# Task to complete:
Below is a block of records; return all of them exactly, but without the images.

Collected data:

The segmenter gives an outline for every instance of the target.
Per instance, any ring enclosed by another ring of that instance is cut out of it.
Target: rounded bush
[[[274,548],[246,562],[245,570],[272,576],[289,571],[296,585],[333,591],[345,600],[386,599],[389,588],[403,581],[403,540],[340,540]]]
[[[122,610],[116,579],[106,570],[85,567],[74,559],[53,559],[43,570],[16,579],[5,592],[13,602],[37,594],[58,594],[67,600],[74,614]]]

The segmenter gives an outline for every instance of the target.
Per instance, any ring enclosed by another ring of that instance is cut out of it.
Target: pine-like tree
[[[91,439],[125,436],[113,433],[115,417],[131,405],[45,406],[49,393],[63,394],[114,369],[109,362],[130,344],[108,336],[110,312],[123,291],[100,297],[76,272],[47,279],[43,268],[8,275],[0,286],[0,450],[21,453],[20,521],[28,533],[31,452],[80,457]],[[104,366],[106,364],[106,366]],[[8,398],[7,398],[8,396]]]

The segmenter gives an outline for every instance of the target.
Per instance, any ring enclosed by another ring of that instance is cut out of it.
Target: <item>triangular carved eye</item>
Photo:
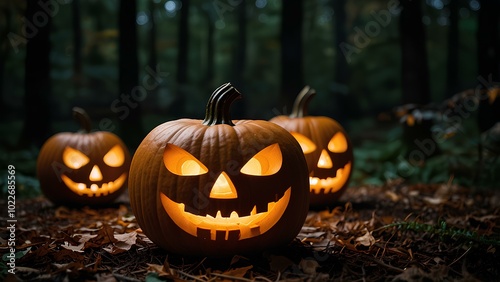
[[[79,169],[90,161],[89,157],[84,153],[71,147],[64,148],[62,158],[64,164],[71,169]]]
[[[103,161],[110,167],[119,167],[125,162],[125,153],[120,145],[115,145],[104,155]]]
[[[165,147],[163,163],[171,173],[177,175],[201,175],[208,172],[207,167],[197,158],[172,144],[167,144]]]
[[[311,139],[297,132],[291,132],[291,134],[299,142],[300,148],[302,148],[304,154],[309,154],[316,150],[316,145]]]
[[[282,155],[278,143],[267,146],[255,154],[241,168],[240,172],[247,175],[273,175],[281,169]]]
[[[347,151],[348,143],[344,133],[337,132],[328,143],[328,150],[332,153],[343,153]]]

# Answer section:
The segmenter gives an outline for every instance of the target.
Per instance, any ring enclosed by another ring of that instance is cut out of it.
Target: rounded bush
[[[274,548],[246,562],[245,570],[272,576],[289,571],[296,585],[333,591],[345,600],[386,599],[389,588],[403,581],[403,540],[340,540]]]
[[[122,610],[116,579],[106,570],[85,567],[74,559],[53,559],[43,570],[16,579],[5,592],[13,602],[37,594],[58,594],[67,600],[74,614]]]

The segmenter gives an outline for every instance of the target.
Per instance, any ring enclosed by another ring of that instance is cut out of it.
Target: pine-like tree
[[[91,439],[125,436],[113,433],[115,417],[131,405],[45,406],[49,393],[63,394],[114,369],[109,362],[130,344],[108,336],[110,312],[123,291],[100,297],[76,272],[47,279],[43,268],[8,275],[0,286],[0,450],[21,453],[20,521],[28,533],[31,452],[80,457]],[[104,366],[106,364],[106,366]],[[8,398],[7,398],[8,396]]]

The segmenter gives an outline for every instance of the target.
Per instance, any ring enclosed by another ring of that instance is cut out of it.
Target: <item>triangular carved eye</item>
Photo:
[[[79,169],[90,161],[89,157],[84,153],[71,147],[64,148],[62,158],[64,164],[71,169]]]
[[[103,161],[110,167],[119,167],[125,162],[125,153],[120,145],[115,145],[104,155]]]
[[[165,147],[163,163],[171,173],[177,175],[201,175],[208,172],[207,167],[197,158],[172,144],[167,144]]]
[[[311,139],[297,132],[291,132],[291,134],[299,142],[300,148],[302,148],[304,154],[309,154],[316,150],[316,145]]]
[[[282,155],[278,143],[267,146],[255,154],[241,168],[240,172],[247,175],[273,175],[281,169]]]
[[[347,151],[348,143],[344,133],[337,132],[328,143],[328,150],[332,153],[343,153]]]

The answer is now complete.